TEXT EXCERPT.
For College Basketball This Season, Upsets Have Been The Rule, Not The Exception

Ben Simmons LSU

PHILADELPHIA– This is one year where there is no clear cut No. 1 in college basketball.

There is no great team like Kentucky, which grabbed our attention last season as it attempted to become the first team since the 1976 Indiana to finish the season 40-0. There are no unbeaten teams left after SMU lost to Temple Sunday Jan. 24 in Philadelphia, only familiar faces that have until recently been involved in an endless game of musical chairs, temporarily occupying the top of the polls.

North Carolina, Kentucky, Michigan State, Kansas and Oklahoma have been at the summit, only to fall from the heights in a year where there is so much parity and no seemingly unbeatable teams. Through Jan.31, teams had lost 23 games when ranked in the top five, a record. Of those 22 losses, 13 were against unranked teams.

North Carolina and Oklahoma have started to stabilize their positions at the top of the polls in the past two weeks. .

For the second straight week, the AP and coaches polls are split between those two teams. Oklahoma (18-2) was voted the No. 1 team by AP with North Carolina (19-2), Villanova (18-3), Maryland (19-3) and Iowa (17-4) rounding out the Top 5 Last week’s AP poll had Oklahoma, North Carolina, Iowa, Kansas and Texas A & M. North Carolina is the top team in the coaches’ poll followed by Oklahoma, Maryland, Villanova and Xavier (19-2). Last week’s Coaches poll had Carolina, Oklahoma, Kansas, Iowa and Texas A & M in the Top 5.

GIVEN RECORDS.
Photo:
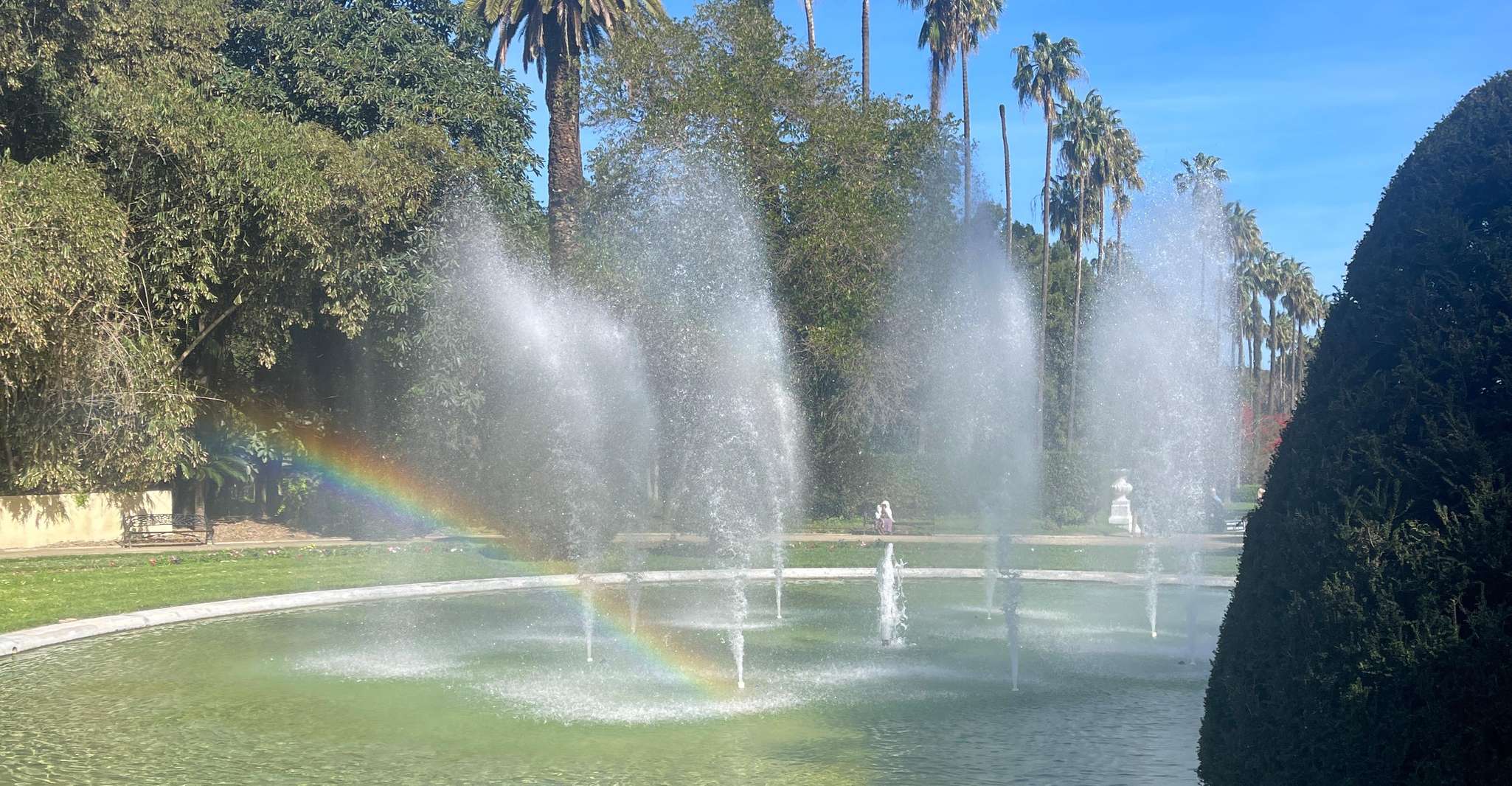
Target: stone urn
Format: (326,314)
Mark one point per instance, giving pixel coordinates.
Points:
(1123,515)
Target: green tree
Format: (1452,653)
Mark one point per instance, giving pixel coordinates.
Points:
(954,29)
(557,37)
(1204,178)
(1124,158)
(88,398)
(1044,76)
(845,192)
(1084,132)
(1370,632)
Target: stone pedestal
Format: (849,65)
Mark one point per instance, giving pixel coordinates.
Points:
(1123,515)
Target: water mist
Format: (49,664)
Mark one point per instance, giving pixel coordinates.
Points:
(729,420)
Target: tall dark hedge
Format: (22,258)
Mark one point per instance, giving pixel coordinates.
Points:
(1370,633)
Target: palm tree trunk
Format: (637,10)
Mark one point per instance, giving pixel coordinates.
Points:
(865,50)
(1008,182)
(936,88)
(564,152)
(1296,360)
(965,115)
(1103,226)
(504,47)
(808,13)
(1254,355)
(1050,132)
(1271,378)
(1117,226)
(1075,310)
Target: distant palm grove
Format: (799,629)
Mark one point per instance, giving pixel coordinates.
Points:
(223,227)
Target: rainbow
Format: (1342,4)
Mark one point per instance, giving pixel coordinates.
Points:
(360,473)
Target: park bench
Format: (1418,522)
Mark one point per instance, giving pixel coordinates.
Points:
(165,529)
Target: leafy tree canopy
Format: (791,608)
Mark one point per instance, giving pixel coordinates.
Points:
(1370,633)
(230,194)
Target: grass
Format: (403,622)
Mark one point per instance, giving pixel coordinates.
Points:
(46,590)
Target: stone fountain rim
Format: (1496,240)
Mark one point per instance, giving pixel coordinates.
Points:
(49,636)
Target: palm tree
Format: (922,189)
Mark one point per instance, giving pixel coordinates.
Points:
(1064,198)
(865,50)
(971,21)
(1204,178)
(1248,289)
(557,35)
(1080,129)
(1126,159)
(943,46)
(1008,180)
(1271,282)
(1301,301)
(1044,76)
(1244,243)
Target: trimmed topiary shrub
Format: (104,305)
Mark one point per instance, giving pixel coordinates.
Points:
(1370,633)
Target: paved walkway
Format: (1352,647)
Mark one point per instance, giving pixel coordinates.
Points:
(1212,543)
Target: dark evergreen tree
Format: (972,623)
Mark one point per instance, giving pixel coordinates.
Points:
(1370,633)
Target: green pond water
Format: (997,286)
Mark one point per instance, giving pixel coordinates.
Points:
(496,689)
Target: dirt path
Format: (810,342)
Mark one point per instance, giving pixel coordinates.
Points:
(1212,543)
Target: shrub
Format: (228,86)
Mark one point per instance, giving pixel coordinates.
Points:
(1370,633)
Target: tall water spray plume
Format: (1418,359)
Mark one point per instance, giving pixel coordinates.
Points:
(729,422)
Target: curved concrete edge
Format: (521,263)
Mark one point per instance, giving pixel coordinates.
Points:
(47,636)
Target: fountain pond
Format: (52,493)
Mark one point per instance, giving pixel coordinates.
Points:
(493,688)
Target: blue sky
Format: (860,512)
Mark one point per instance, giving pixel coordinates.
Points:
(1311,106)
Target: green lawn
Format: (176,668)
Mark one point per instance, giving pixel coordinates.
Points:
(50,588)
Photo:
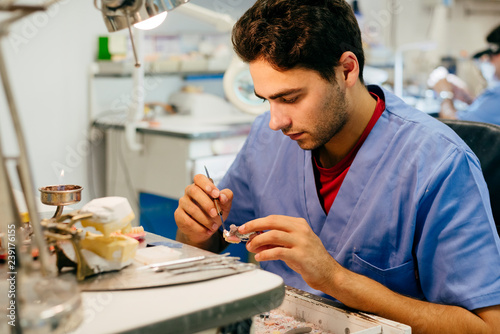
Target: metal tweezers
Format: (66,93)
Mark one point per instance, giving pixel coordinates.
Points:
(200,263)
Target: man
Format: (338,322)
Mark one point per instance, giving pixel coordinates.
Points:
(486,107)
(362,198)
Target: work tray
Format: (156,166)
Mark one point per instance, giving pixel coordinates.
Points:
(200,266)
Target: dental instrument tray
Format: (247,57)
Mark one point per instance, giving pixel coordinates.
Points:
(194,265)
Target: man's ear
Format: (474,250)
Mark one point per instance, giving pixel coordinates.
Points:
(349,65)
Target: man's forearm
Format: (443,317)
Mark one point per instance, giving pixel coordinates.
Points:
(367,295)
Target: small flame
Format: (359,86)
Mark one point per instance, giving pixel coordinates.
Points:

WHAT IS ASKED.
A. Echo the college basketball article word for word, starting at "North Carolina and" and ending at "in the Top 5.".
B. Answer these questions from the college basketball article:
(i) Which team did SMU lose to on Sunday, Jan. 24?
(ii) Which team did AP vote No. 1?
(iii) Which team tops the coaches' poll?
C. Go on with the college basketball article from its last sentence.
The rows are separate material, unrelated to the college basketball article.

TASK ANSWERS.
A.
North Carolina and Oklahoma have started to stabilize their positions at the top of the polls in the past two weeks. .

For the second straight week, the AP and coaches polls are split between those two teams. Oklahoma (18-2) was voted the No. 1 team by AP with North Carolina (19-2), Villanova (18-3), Maryland (19-3) and Iowa (17-4) rounding out the Top 5 Last week’s AP poll had Oklahoma, North Carolina, Iowa, Kansas and Texas A & M. North Carolina is the top team in the coaches’ poll followed by Oklahoma, Maryland, Villanova and Xavier (19-2). Last week’s Coaches poll had Carolina, Oklahoma, Kansas, Iowa and Texas A & M in the Top 5.

B.
(i) Temple
(ii) Oklahoma
(iii) North Carolina

C.
Villanova, A & M, Iowa, Xavier and Kansas all lost games last week.

No one knows how long the pecking order will stand in this shifting landscape.

Consider the four teams that advanced to the 2015 NCAA Final Four. Michigan State (19-4) is the only team ranked in the Top 10 but the Spartans are sixth in the BIG standings with a 6-4 record. Defending national champion Duke (15-6) is unranked in both polls after losing four of its last five games to fall into ninth place in the ACC with a 4-4 record. Perennial SEC champion Kentucky (16-5) has lost an uncharacteristic four road games to UCLA, LSU, Auburn and Kansas and a neutral site game to Ohio State in Brooklyn and is ranked 20nd by AP and 19th by the Coaches. Unranked Wisconsin is 13-9 and eighth in the BIG standings with a 5-4 record.

Predicting the four teams that will advance to the Final Four has become more difficult than ever with a fractured crystal ball. Last year, three No. 1 seeds advanced to Indianapolis. This time, the sum total of seeds who make it to Houston might be an all time high. I don’t envy the tournament selection committee when it has to pick the field and seed the 68 teams.

This is one year where upsets have been the rule, not the exception. The college basketball world has turned upside down and every week feels like the opening round of the NCAA tournament. No one is immune. Monmouth, for example, was everyone’s Cinderella in December. The MAAC Hawks are 15-5 and have beaten UCLA, USC and Georgetown, but then they have also lost to Canisius, Army and Manhattan, three teams with RPIs over 200.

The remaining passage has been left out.